=== Textauszug ===
Der Entwurf enthält einige richtige Ansätze zum Ausbau und zur Sicherung der Optionenvielfalt von Familien. In diesem Sinne sind der Ausbau der Betreuung für Kinder unter drei Jahren in Tageseinrichtungen und in der Kindertagespflege verbunden mit einem Rechtsanspruch ab 2013 im Grundsatz ebenso positiv zu bewerten wie die grundlegende Weichenstellung für die Einführung eines Betreuungsgeldes. Eingefordert wird jedoch eine konsequentere Ausrichtung der Maßnahmen am Wohl des Kindes. Insoweit stößt im Bereich der Tageseinrichtungen die einseitige Orientierung am quantitativen Ausbau auf erhebliche Bedenken. Parallel notwendig ist eine wesentliche Verbesserung der Qualitätsstandards, die sich auch in der Bereitstellung der finanziellen Mittel für den Ausbau abbilden muss. Die Befugnis an den Landesgesetzgeber, Formen der Tagespflege mit mehr als fünf gleichzeitig anwesenden Kindern je Betreuungsperson zuzulassen, sowie Möglichkeiten der Förderung nicht gemeinnütziger Träger von Tageseinrichtungen unmittelbar durch Bundesrecht bergen Risiken für Qualitätseinbußen in sich und werden daher dem Kindeswohl nicht gerecht. Im Interesse einer echten Wahlfreiheit für junge Eltern wird die sofortige verbindliche Einführung eines Betreuungsgeldes gefordert, welches im zweiten und dritten Lebensjahr an alle Elternhäuser ausgezahlt wird.

Quelldatensätze:
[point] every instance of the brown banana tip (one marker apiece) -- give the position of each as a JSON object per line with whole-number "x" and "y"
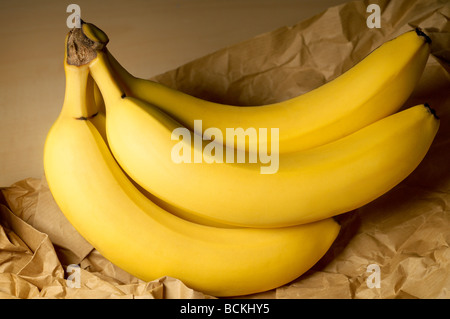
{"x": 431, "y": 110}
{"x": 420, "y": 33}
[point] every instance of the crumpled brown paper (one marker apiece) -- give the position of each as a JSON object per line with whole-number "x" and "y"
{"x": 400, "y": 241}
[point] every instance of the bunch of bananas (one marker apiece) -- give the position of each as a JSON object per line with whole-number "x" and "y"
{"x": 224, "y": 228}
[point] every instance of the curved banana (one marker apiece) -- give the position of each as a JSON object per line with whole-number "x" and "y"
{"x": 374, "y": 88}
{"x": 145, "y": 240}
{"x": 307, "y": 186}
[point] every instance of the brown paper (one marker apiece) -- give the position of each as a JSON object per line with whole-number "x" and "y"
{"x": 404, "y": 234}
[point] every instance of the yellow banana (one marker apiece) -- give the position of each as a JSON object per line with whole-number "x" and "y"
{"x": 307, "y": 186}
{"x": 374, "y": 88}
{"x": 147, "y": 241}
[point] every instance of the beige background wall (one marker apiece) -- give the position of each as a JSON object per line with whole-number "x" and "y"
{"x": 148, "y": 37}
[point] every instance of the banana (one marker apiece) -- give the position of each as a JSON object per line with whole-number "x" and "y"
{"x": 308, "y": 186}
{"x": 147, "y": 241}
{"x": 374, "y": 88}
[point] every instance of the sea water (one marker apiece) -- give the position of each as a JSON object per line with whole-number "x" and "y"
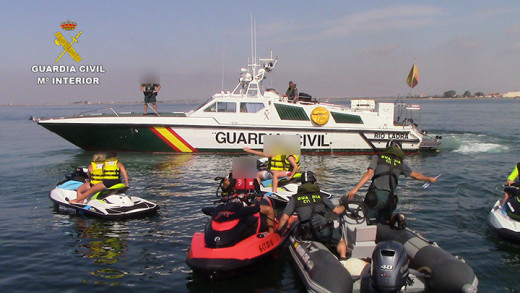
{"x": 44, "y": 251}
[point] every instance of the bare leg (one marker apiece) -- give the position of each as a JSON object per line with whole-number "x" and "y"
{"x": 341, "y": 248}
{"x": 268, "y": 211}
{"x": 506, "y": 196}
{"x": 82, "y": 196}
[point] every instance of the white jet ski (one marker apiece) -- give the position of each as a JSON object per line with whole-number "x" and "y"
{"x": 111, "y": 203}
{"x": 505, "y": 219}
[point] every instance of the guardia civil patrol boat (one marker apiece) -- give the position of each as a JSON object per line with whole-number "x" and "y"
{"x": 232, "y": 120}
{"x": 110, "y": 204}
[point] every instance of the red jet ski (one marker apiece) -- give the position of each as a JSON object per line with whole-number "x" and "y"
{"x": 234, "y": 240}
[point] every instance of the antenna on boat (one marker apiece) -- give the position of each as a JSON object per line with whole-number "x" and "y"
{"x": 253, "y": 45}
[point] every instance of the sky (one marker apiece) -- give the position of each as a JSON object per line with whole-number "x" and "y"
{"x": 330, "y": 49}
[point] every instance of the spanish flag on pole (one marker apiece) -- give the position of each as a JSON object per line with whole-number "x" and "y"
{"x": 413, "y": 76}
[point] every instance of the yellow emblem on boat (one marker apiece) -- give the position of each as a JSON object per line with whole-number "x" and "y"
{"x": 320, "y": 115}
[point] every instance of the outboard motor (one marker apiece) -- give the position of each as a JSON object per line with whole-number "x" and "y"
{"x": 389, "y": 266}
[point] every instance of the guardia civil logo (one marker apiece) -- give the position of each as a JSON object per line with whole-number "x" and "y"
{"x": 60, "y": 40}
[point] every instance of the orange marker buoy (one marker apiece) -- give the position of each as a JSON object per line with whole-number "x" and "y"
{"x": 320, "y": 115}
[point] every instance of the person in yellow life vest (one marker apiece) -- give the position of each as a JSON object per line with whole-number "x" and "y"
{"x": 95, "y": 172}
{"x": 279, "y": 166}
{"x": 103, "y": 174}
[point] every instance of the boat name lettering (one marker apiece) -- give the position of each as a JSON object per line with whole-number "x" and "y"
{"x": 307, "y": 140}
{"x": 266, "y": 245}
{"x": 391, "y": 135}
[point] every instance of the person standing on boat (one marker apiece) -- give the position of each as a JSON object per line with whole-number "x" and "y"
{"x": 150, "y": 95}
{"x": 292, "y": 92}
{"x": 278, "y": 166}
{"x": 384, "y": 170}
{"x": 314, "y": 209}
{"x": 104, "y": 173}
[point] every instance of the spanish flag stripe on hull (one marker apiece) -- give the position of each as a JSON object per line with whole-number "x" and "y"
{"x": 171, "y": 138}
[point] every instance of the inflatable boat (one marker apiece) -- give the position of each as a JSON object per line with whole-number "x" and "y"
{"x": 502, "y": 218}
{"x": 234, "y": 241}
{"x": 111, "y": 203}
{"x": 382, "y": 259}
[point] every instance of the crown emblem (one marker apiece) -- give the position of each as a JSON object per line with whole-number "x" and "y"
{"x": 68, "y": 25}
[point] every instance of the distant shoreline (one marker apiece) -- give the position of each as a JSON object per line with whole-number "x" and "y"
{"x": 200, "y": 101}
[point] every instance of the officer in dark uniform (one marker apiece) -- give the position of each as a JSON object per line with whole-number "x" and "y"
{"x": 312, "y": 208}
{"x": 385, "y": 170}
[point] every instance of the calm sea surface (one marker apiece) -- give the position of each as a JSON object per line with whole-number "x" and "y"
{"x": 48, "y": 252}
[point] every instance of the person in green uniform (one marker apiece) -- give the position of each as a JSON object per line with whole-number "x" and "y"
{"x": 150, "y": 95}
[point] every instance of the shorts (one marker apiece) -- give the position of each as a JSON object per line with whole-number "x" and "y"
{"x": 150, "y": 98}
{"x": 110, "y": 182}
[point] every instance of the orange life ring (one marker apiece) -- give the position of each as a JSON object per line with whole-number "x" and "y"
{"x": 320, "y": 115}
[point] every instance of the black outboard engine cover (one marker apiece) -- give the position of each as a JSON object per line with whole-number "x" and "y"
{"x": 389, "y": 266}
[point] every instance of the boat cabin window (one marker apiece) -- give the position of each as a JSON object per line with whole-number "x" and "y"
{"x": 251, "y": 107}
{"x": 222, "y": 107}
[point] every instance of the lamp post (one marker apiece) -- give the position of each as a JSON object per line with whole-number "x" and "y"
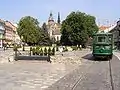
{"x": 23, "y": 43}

=== Aufgaben ===
(1) In welchen Lebensjahren soll das Betreuungsgeld laut dem Textauszug zur Kinderbetreuung an alle Elternhäuser ausgezahlt werden?
(2) Schreib den Textauszug zur Kinderbetreuung nach seinem letzten Satz weiter.
Die Zeilen haben mit dem Textauszug nichts zu tun.

=== Lösungen ===
(1) Im zweiten und dritten Lebensjahr.

(2)
 

II. Zu den Regelungen im Einzelnen

Zu 2. (§ 16 SGB VIII n.F.)
Der Familienbund begrüßt die grundlegende Weichenstellung für die Einführung eines Betreuungsgeldes im zweiten und dritten Lebensjahr des Kindes. Als Anschlussleistung an das Elterngeld flankiert das Betreuungsgeld wirtschaftlich den verbleibenden Zeitraum der Elternzeit und fördert somit die Wahlfreiheit junger Eltern auch über das erste Lebensjahr ihres Kindes hinaus. Allerdings besteht für eine verbindliche Regelung mit sofortiger Wirkung zum Inkrafttreten des Entwurfs dringender Handlungsbedarf. Mit der im Vergleich zum Bundeserziehungsgeld von 24 Monaten auf 12 bzw. 14 Monate verkürzten Bezugsdauer des Elterngeldes ist eine erhebliche Lücke im familienpolitischen Leistungssystem entstanden. Über 50% der Eltern stehen sich schlechter als vor der bis zum 31.12.2006 geltenden Rechtslage. Zu den Verlierern gehören vor allem Eltern mit keinem oder nur geringem Erwerbseinkommen sowie Mehrkindfamilien.
Der Familienbund fordert eine Anschlussleistung an das Elterngeld in Höhe von 300 € monatlich, die im zweiten und dritten Lebensjahr an alle Elternhäuser ausgezahlt wird.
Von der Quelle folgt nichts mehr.